Document segment:
US-based medical care provider Tampa General Hospital (TGH) launched a corporate venturing unit led by Rachel Feinman. Feinman joined TGH in the newly created role of vice-president for innovation and now heads TGH InnoVentures from her current position as executive director of the Florida-Israel Business Accelerator. TGH InnoVentures will be comprised of three primary vehicles and act as the healthcare partner for educational innovation hub Embarc Collective, taking up residence in its 32,000 square foot facility alongside more than 50 early-stage startups. The TGH Innovation Lab will meanwhile look for operational efficiencies and methods of solving problems within the organisation, while TGH Accelerator will use the hospital to develop ideas by physician-scientists as well as emerging companies, providing space, expertise and capital.
Ilka Wicke was appointed head of Making More Health (MMH), an impact investment partnership between Germany-based pharmaceutical firm Boehringer Ingelheim and non-government organisation Ashoka. Wicke had been an investment director at Boehringer Ingelheim’s corporate venture capital unit, Boehringer Ingelheim Venture Fund (BIVF), and was a 2018 GCV Rising Stars award winner. Wicke had spent the past decade at BIVF and her deals included Promethera Bioscience, Pcovery, MetaboMed, Anagenesis and Cardior. She has also been on the investment committee of state and corporate-backed VC fund High-Tech Gründerfonds (HTGF).
US-based oncology research centre and hospital Dana-Farber Cancer Institute launched a corporate venturing unit. Binney Street Capital (BSC), as the unit is dubbed, will invest between $250,000 and $2m over the next three years in eight to 10 companies developing research and technologies to treat incurable cancers. Luba Greenwood was appointed managing partner at BSC, after having left US-listed Alphabet’s healthcare subsidiary, Verily, in 2019 to teach at Harvard University and advise Dana-Farber. Greenwood said: “Excited to be leading Dana-Farber Cancer Institute’s first venture capital fund, Binney Street Capital. Honoured to have the opportunity to invest in the breakthrough innovation coming out of the Dana-Farber Cancer Institute and support its mission to cure cancer.”

Dataset excerpts:

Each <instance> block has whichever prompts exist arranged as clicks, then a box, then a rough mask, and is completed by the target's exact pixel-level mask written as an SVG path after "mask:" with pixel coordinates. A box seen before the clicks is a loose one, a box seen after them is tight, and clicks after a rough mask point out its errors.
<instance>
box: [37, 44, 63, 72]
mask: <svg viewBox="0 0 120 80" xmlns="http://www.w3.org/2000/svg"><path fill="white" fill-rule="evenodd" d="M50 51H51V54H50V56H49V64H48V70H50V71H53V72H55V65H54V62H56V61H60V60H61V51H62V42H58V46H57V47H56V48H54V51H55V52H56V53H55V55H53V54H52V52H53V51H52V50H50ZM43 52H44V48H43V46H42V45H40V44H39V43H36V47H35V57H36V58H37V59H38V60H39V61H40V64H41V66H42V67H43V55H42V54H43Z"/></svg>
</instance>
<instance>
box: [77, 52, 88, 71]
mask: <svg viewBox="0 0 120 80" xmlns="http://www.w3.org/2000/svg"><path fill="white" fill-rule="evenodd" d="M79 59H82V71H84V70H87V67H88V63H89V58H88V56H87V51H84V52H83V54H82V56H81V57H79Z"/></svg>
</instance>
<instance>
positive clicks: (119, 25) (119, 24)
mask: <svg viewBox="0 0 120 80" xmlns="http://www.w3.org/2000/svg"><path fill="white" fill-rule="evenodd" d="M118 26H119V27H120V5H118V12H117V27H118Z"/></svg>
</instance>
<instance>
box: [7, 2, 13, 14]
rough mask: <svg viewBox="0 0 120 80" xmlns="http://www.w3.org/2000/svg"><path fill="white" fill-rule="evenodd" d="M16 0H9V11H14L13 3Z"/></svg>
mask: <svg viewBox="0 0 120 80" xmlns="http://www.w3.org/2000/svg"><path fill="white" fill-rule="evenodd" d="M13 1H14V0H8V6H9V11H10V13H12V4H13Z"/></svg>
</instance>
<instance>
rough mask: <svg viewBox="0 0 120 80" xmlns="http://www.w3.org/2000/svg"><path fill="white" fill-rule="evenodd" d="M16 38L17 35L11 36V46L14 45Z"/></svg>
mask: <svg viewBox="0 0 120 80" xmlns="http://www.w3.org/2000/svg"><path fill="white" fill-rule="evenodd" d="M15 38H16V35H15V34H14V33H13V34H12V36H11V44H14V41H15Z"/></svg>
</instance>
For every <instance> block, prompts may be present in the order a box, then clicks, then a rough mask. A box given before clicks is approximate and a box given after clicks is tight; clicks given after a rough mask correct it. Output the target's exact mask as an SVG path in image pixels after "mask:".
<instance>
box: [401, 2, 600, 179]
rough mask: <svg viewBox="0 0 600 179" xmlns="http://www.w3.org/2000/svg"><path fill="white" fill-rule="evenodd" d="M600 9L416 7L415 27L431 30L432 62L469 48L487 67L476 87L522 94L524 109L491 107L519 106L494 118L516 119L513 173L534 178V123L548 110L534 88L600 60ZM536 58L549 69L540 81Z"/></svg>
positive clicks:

Task A: In the healthcare venturing news, how large is the Embarc Collective facility?
Task B: Reproduce the healthcare venturing news word for word, starting at the words "US-based medical care" and stopping after "expertise and capital.".
Task C: Write a continuation of the healthcare venturing news that picks up after its last sentence.

Answer section A: 32,000 square feet

Answer section B:
US-based medical care provider Tampa General Hospital (TGH) launched a corporate venturing unit led by Rachel Feinman. Feinman joined TGH in the newly created role of vice-president for innovation and now heads TGH InnoVentures from her current position as executive director of the Florida-Israel Business Accelerator. TGH InnoVentures will be comprised of three primary vehicles and act as the healthcare partner for educational innovation hub Embarc Collective, taking up residence in its 32,000 square foot facility alongside more than 50 early-stage startups. The TGH Innovation Lab will meanwhile look for operational efficiencies and methods of solving problems within the organisation, while TGH Accelerator will use the hospital to develop ideas by physician-scientists as well as emerging companies, providing space, expertise and capital.

Answer section C:
Reza Halse, president of US-listed pharmaceutical firm Merck & Co’s MRL Ventures investment vehicle, joined healthcare-focused investment manager RA Capital Management. Halse reconnected with Joshua Resnick, an inaugural managing partner at MRL Ventures, who joined RA Capital in 2018 to set up its venture funds after a few years in the interim as a partner at venture capital firm SV Life Sciences. RA Capital hired Halse as a partner, having closed its second venture fund, RA Capital Nexus Fund II, at $461m in October 2020. Its first fund closed in July 2019 with about $300m and funded 59 companies, 15 of which have since floated or been acquired. Halse joined Merck’s MSD London Innovation Hub in 2015, also becoming a partner at MRL Ventures, which targets startups in therapeutics and complements Merck’s other main corporate VC unit, Global Health Innovation fund, which is run by William Taranto.
Jack Miner, former managing director at Cleveland Clinic Ventures, the corporate venturing arm of US-based healthcare system Cleveland Clinic, joined the US State of Maryland’s venture investment unit. Miner will serve as chief investment officer at Tedco, which runs the Builder, Seed and Maryland Venture Funds backing more than 400 investments. He has replaced Tedco’s interim managing director, Elizabeth Good Mazhari. At Cleveland Clinic Ventures until April 2020, Miner oversaw a team focused on its portfolio companies and led efforts to spin off new companies. Previously, Miner was the director of the Venture Center at University of Michigan (UM) Tech Transfer where he launched more than 50 startup companies and worked with a portfolio of more than 300 emerging technologies spanning all industries.
Nicola Broughton and Alexandre Ouimet-Storrs co-founded and serve as managing partners at Óskare Capital, a firm targeting medical cannabis product developers from seed to patient stage. Their first investment was in Octarine Bio, a developer of cannabinoid and psilocybin derivatives. Ouimet-Storrs was previously managing director for Europe at Solvay Ventures, the $100m evergreen corporate venturing unit for France-based chemicals and materials producer Solvay. In November 2019, he backed a University of Edinburgh spinout called Invizius in a round led by asset manager Mercia Asset Management. Broughton was previously principal and head of universities at Mercia. Broughton and Ouimet-Storrs said in a joint statement: “Our goal is to help bring technologies in Europe to other geographies as well as be a founding member of the medical cannabinoid ecosystem in Europe. We are raising and advising a €150m ($170m) fund based in Ireland.”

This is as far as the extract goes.